Input data:
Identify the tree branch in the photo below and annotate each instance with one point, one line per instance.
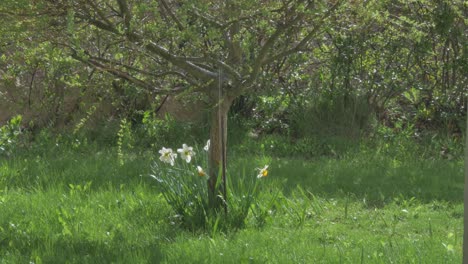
(125, 13)
(162, 52)
(307, 38)
(172, 15)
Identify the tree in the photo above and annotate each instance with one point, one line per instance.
(217, 50)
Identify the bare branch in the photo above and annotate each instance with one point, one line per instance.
(227, 68)
(307, 38)
(162, 52)
(125, 13)
(172, 15)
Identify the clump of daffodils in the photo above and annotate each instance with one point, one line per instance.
(263, 172)
(186, 153)
(207, 146)
(201, 172)
(167, 156)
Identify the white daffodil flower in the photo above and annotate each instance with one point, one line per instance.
(167, 156)
(186, 153)
(207, 146)
(201, 172)
(263, 172)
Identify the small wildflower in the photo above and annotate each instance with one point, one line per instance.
(207, 146)
(167, 156)
(201, 172)
(186, 153)
(263, 172)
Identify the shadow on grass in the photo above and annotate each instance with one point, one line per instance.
(376, 179)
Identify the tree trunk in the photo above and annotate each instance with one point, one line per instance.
(465, 220)
(217, 151)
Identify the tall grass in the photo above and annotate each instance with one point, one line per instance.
(73, 202)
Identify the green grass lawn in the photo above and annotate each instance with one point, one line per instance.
(65, 205)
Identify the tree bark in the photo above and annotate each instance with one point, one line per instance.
(217, 151)
(465, 219)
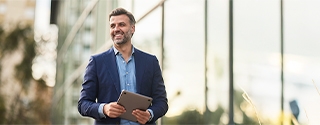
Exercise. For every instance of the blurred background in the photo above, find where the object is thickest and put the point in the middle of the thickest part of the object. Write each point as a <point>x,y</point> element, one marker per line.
<point>244,62</point>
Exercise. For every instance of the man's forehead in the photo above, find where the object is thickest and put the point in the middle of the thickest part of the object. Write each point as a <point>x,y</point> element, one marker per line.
<point>119,18</point>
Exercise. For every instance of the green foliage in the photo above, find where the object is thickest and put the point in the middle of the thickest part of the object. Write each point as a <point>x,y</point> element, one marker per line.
<point>24,110</point>
<point>2,110</point>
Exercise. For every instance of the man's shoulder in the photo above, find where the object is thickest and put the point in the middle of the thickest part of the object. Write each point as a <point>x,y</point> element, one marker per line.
<point>103,54</point>
<point>142,53</point>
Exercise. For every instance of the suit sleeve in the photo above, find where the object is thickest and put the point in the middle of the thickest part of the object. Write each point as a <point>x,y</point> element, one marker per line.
<point>87,105</point>
<point>160,101</point>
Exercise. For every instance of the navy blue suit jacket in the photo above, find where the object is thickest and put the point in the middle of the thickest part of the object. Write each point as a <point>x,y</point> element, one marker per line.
<point>101,84</point>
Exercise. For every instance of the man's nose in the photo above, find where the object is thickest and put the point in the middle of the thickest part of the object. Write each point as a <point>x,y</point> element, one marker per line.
<point>116,28</point>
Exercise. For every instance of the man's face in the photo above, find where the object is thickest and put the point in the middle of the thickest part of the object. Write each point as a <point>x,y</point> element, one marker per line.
<point>120,29</point>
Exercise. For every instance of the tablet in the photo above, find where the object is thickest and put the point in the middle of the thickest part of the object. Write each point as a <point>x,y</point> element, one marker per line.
<point>131,101</point>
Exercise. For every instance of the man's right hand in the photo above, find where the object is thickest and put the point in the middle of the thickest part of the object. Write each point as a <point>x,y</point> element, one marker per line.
<point>113,110</point>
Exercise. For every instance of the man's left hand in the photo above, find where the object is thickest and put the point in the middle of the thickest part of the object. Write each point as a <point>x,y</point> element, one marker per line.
<point>142,116</point>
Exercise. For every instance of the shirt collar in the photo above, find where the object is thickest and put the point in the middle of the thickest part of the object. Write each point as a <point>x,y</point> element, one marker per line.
<point>116,51</point>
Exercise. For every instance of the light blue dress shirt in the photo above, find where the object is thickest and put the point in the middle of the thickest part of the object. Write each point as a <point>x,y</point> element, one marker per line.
<point>127,81</point>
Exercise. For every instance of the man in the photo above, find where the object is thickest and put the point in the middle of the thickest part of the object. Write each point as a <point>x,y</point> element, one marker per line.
<point>122,67</point>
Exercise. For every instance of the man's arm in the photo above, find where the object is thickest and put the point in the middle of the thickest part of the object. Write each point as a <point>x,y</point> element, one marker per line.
<point>87,105</point>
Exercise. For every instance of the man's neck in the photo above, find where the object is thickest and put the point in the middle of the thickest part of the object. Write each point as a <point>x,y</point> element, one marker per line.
<point>125,50</point>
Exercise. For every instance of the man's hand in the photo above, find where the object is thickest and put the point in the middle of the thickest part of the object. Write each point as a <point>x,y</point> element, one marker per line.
<point>113,110</point>
<point>142,116</point>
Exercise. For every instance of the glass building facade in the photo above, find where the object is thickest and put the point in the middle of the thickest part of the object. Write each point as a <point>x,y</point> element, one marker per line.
<point>191,40</point>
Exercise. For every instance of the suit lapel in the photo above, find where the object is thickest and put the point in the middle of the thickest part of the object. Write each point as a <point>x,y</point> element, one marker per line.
<point>113,69</point>
<point>139,63</point>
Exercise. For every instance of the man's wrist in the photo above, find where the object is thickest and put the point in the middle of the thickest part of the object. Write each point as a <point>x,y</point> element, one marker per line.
<point>100,110</point>
<point>151,114</point>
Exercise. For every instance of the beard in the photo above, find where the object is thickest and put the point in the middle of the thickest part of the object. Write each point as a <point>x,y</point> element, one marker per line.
<point>125,39</point>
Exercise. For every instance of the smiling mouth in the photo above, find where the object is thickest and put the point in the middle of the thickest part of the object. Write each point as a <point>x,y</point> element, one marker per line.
<point>118,35</point>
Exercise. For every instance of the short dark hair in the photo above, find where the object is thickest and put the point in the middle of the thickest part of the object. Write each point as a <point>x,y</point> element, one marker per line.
<point>120,11</point>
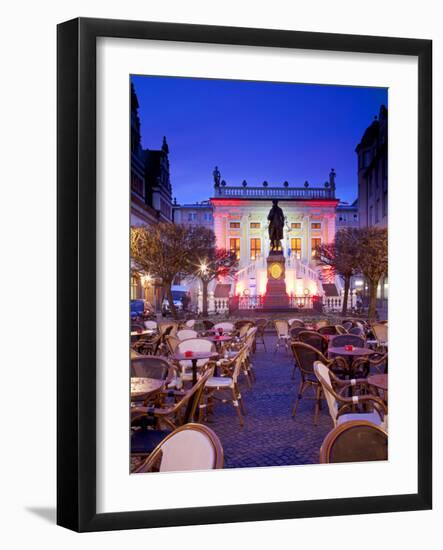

Assignment: Would you please transcribe the listing in full, exactly, while omitting the images?

Answer box:
Identify the tree branch in the photo below and annotate each instance with one point, one line per instance.
(125, 13)
(162, 52)
(307, 38)
(172, 15)
Identify the tree in the photo above and annotate each instance with one point, one line per instance.
(217, 50)
Identify the bare branch in the photo above and annotate each instance with one point, one line per instance.
(227, 68)
(307, 38)
(162, 52)
(125, 13)
(172, 15)
Identify the clump of daffodils in the photo above and annotate each instance with one point, one line per instance.
(263, 172)
(186, 153)
(207, 146)
(201, 172)
(167, 156)
Identify the white daffodil flower in the photo above and annotate each instance with one point, one line per instance.
(167, 156)
(186, 153)
(207, 146)
(201, 172)
(263, 172)
Identify the small wildflower in the photo above and annotate each instance with one point, one line per instance.
(207, 146)
(167, 156)
(201, 172)
(186, 153)
(263, 172)
Identify the shadow on grass in the photo above and annotate each instance with one point, one line per instance.
(376, 179)
Identify the tree trunk in the photo above and annotate each instance with one point, one line per instance.
(465, 220)
(217, 151)
Identify the tall grass in the photo above and annotate each instance with one point, one line per instance.
(73, 202)
Identify the green grass lawn in the photo above and annotate each instance with one point, one line per instance.
(65, 205)
Identify the tree bark in the photo above and annotate each instance with one point, one line per instance.
(217, 151)
(465, 219)
Exercise. For every instance of the blurred background in the photo above, find where the object is thickest and put the point in the middle of the thickest part of the object. Write each point as a <point>x,y</point> element, one marker per line.
<point>244,62</point>
Exercise. For every instance of the man's forehead in the photo above, find where the object is thickest and put the point in the middle of the thickest part of the object. Write each point as a <point>x,y</point> element, one marker per line.
<point>119,18</point>
Exercise. For every instance of the green foliage in the photo above, find where the object is thickest and put the point in the middle of the thickest part of the object. Write each point as a <point>x,y</point> element, one marker per line.
<point>24,110</point>
<point>2,110</point>
Exercise. For every instance of the man's shoulder in the photo above, find where the object is thickest and put the point in the middle of the thickest part of the object. Write each point as a <point>x,y</point> element, one marker per line.
<point>103,54</point>
<point>142,53</point>
Exercise. For every instance of the suit sleeve in the photo above, find where the object is thickest and put the point in the middle of the thickest part of the object. Write each point as a <point>x,y</point> element, one marker per line.
<point>87,105</point>
<point>160,101</point>
Exercise. For every instance of the navy blue suit jacket in the photo above, find where the object is thickest and put the point in the middle of the thickest part of the object. Write each point as a <point>x,y</point> element, one marker per line.
<point>101,84</point>
Exercise. For every instance of the man's nose in the photo above, find where the object is thickest and put the point in the middle of the thickest part of the object. Write each point as a <point>x,y</point> element, one marker per line.
<point>116,28</point>
Exercise. For every instance of the man's face in the photo above, find where the object is thickest and put the point in the middle of the thickest part of the object. Write each point as a <point>x,y</point> element, one marker per line.
<point>120,29</point>
Exercise. For every instance of the tablet in the photo above, find where the object is thickest and put the point in the middle of the thickest part of the object. Write each point as a <point>x,y</point> element, one marker per line.
<point>131,101</point>
Exercise. For every instance of the man's right hand in the photo above, find where the object is thickest and put the point in the middle of the thickest part of the object. Write each point as a <point>x,y</point> element, one marker per line.
<point>113,110</point>
Exercise. For every instance of the man's left hand in the photo above, find where the object is thickest and put the point in the middle of the thickest part of the object. Write each point as a <point>x,y</point> element, one marker per line.
<point>142,116</point>
Exercise. For every instance of the shirt collar in the photo above, find where the object is thickest and put the point in the middle of the thickest part of the object. Write each point as a <point>x,y</point> element, one marker per line.
<point>116,51</point>
Exercise. For every instance of the light blue dress shirt in the photo above, find where the object is thickest and put the point in the middle of the thickest part of the object. Write each point as a <point>x,y</point> element, one marker per line.
<point>127,81</point>
Exercise. For every instance of the man in the photo above, find where the object is thickest and put the point in the middle of the thickest part of the object. Write each point as a <point>x,y</point> element, one marker per line.
<point>122,67</point>
Exercise. For every instance of the man's arm in the photo above, find where the object is thickest and put the point in the middle of the thickest part of the object. Write each point as a <point>x,y</point> element, one marker per line.
<point>87,105</point>
Exercise. For every instance of the man's neck in the photo above, find where the object is thickest and put the point in the middle of the thickest part of the object. Write each point as a <point>x,y</point> element, one marker per line.
<point>125,50</point>
Exercise. For every instance of the man's hand in the photo above, find where the object is thickest and put the point in the middle of the thickest part of the object. Write each point as a <point>x,y</point> element, one marker per line.
<point>113,110</point>
<point>142,116</point>
Exercise. For every instance of the glass building facade in the photo above, find where the object is thickest and put the point in the middle of the thickest part of the object. Write each point as a <point>x,y</point> element, one marker per line.
<point>191,40</point>
Exercise. For every instance of the suit lapel in the photo above, find where the object is thickest and put the point in the middle of the thickest part of the object. Write each point as a <point>x,y</point> element, one marker per line.
<point>113,69</point>
<point>139,63</point>
Exercise. For every instance of the man's wrist in the photo above, find where the object is thickest and put the point in the middle of the thickest part of the object. Write each point as a <point>x,y</point> element, one marker per line.
<point>100,110</point>
<point>151,114</point>
Exercise. For every instance of the beard in the photo above, find where the object is thickest and put the point in the middle of the thickest part of the object. Write each point as a <point>x,y</point> element, one marker per line.
<point>125,39</point>
Exercise. For every instance of the smiling mouth in the photo above, find where the object is thickest and put the point in the middle of the thickest part of the object. Write each point as a <point>x,y</point> element, one marker per line.
<point>118,35</point>
Exercise. For every instance of the short dark hair in the photo above, find where the object is thickest and put the point in the middle of the thickest part of the object. Write each point as a <point>x,y</point> element, one marker per line.
<point>120,11</point>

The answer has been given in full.